*** Text under study

3.5 Co-Mutational Profile of MET Dysregulated Tumors Through NGS Analysis
In 4/16 (25.0%) MET exon 14-altered cases and 3/9 (33.3%) MET-amplified cases, mutations within other potentially targetable oncogenic driver genes such as KRAS (one MET exon 14-altered case; two MET-amplified cases), EGFR (one MET exon 14-altered case), BRAF (two MET exon 14-altered cases; one MET-amplified case), and ALK-Fusion (one MET exon 14-altered case) were found. In two patients (7.1%), MET amplifications occurred as acquired resistance to therapy with EGFR TKI (patients 23 and 24) (Fig. 2a). As a consequence, these two are excluded from calculation on co-mutations. In three patients, co-occurring EGFR alterations (one mutation and two amplifications) were diagnosed previous to treatment with EGFR TKIs (patients 7, 12, and 25) (Fig. 2a). Three patients showed common covariant in BRAF (p.D945G, p.V600E, p.D469R) diagnosed previous to BRAF-targeted therapy (patients 14, 17, and 24) (Fig. 2a).
a Co-mutational profile of MET exon 14-altered, MET-mutated (patient 2) and MET-amplified tumors. Specific co-mutations detected in EGFR (patient 7: amplification; patient 12: p.Pro772_His773insHisAla; patient 23: p.Leu858Arg; patient 24: Exon19del (A750_I759>PT); patient 25: amplification); KRAS (patient 8: amplification; patient 15: p.Gly12Ala; patients 16 and 21 p.Gly12Cys); BRAF (patient 14: p.Asp594Gly; patient 17: p.Val600Glu; patient 24: p.Gly469Arg; patient 25: amplification); ERBB3 (patient 13: p.Val104Leu); ATR (patient 10: p.Leu2208Te); ALK (patients 12 and 23: fusion). Variants with unknown significance detected with FoundationOne CDxTM are shown in electronic supplementary Table 1. * In patients 23 and 24, MET amplifications occurred as acquired resistance to therapy with EGFR TKIs. b Co-mutations in wild-type MET IHC-positive tumors. Patients with no detected mutations in NGS are not shown (patients 32, 60, 64, 69, 75, 80, 86, 87, 88). Variants with unknown significance detected with FoundationOne CDxTM are shown in electronic supplementary Table 1. MET mesenchymal-to-epithelial transition, IHC immunohistochemistry, EGFR epidermal growth factor receptor, TKIs tyrosine kinase inhibitors, NGS next-generation sequencing
TP53 was the most frequent co-occurring mutation in tumors harboring MET exon 14 skipping alterations or MET amplification (4/16 [25.0%] and 5/9 [55.5%] patients, respectively) (Fig. 2a). Further common co-occurring mutations or CNVs in MET-altered tumors were KRAS (12.5% of MET exon 14-altered cases; 22.0% of MET-amplified cases), BRAF (12.5% of MET exon 14-altered cases; 11.1% of MET-amplified cases), CDK4 (18.8% of MET exon 14-altered cases; 11.1% of MET-amplified cases), CDKN2A (33.3% of MET-amplified cases) and TSC2 (6.3% of MET exon 14-altered cases; 22.2% of MET-amplified cases) (Fig. 2a).

******
*** Available data

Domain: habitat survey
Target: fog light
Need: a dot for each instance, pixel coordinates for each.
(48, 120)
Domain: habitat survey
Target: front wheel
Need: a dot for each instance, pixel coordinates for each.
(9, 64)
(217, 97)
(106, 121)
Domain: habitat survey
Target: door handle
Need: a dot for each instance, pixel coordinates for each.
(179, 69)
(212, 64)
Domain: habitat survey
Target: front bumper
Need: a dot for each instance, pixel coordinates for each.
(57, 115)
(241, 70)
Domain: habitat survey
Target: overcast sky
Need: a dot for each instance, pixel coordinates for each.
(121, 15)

******

- [Work task A]
Decide whether each statement agrees with the passage on MET co-mutations. Answer yes or no for each and quote the words of the passage that settle it.
(i) TP53 was the most frequent co-occurring mutation in tumors with MET exon 14 skipping alterations or MET amplification.
(ii) In patients 23 and 24, MET amplifications were found before any therapy with EGFR TKIs.
(iii) ALK fusions were detected in patients 12 and 23.
- [Work task B]
Using the passage on MET co-mutations, answer each question on its own line:
(i) Which KRAS variant is listed for patient 15?
(ii) Which two patients were excluded from the calculation on co-mutations?
(iii) What share of MET-amplified cases showed co-occurring CDKN2A mutations or CNVs?
- [Work task C]
Continue the passage on MET co-mutations, starting after its last sentence.
The material placed after the passage on MET co-mutations stands apart from it.

- [Response area A]
(i) Yes: "TP53 was the most frequent co-occurring mutation in tumors harboring MET exon 14 skipping alterations or MET amplification"
(ii) No: "MET amplifications occurred as acquired resistance to therapy with EGFR TKI (patients 23 and 24)"
(iii) Yes: "ALK (patients 12 and 23: fusion)"

- [Response area B]
(i) p.Gly12Ala
(ii) Patients 23 and 24
(iii) 33.3%

- [Response area C]
MET amplification is reported at a cut-off of ≥ 4 CNVs. Patient 20, with the highest CNV in this cohort (16.4 CNVs), had no co-occurring mutations. In the group of MET amplification with 4 \(\le\) CNVs < 11, no association between the level of MET amplification and the number of oncogenic co-mutations was observed. Patient 8, with MET exon 14 skipping and MET amplification (6.1 CNVs), did not harbor further oncogenic driver mutations. Two MET-amplified tumors displayed amplification of the HGF gene, the ligand for the MET tyrosine kinase receptor (Fig. 2a).
In 49/61 (80.3%) MET wtIHCpositive tumors, mutations or fusions in other potentially targetable oncogenic driver genes such as KRAS, EGFR, ALK, BRAF, ERBB2 were found. The most frequent oncogenic mutations within this group were KRAS (47.5%), followed by alterations in TP53 (18.0%) and CDKN2A (13.1%) (Fig. 2b). The most frequent single nucleotide variants were KRAS p.G12C (9/61, 14.8%) and KRAS p.G12V (7/61, 11.5%) on exon 2. In the group of MET wtIHCnegative tumors, 13/20 (65%) MET wtIHCnegative tumors with available NGS data harbored mutations or fusions in other potentially targetable oncogenic driver genes (electronic supplementary Fig. S1). EGFR (35.0%) was the most frequent oncogenic mutation, followed by alteration in KRAS (25.0%), CDKN2A (15.0%), SMARCA4 (15.0%) and ERBB2 (10%).
3.6 Outcome of Patients with MET Dysregulation
Median overall survival (mOS) for patients harboring MET exon 14 skipping alterations was 64 weeks (21–336 weeks) compared with a mOS of 351 weeks (12–414 weeks) for patients with MET amplification (electronic supplementary Fig. S2). Fifteen patients underwent treatment with a MET TKI (11 patients received crizotinib, 1 patient received capmatinib, 2 patients received crizotinib first followed by capmatinib, and 1 patient received cabozantinib) (Fig. 3). Median progression-free survival (PFS) on MET TKI therapy was 9 weeks (4–23 weeks) and 21 weeks (18–43 weeks, excluding patient 26, with recent therapy start) for patients with MET exon 14 skipping alterations and MET amplifications, respectively. Patients 29–31 received MET TKI therapy based on high MET overexpression and below cut-off level MET exon 14 skipping reads. Three patients with PD-L1 expression in ≥ 50% of tumor cells and one patient with PD-L1 expression < 1% harboring MET alterations showed long-lasting responses to immunotherapy with immune checkpoint inhibitors, with a minimum PFS of 2 years since the start of immunotherapy. Between these, in patient 9, with long-lasting response to immunotherapy, a PD-L1 amplification was detected by NGS.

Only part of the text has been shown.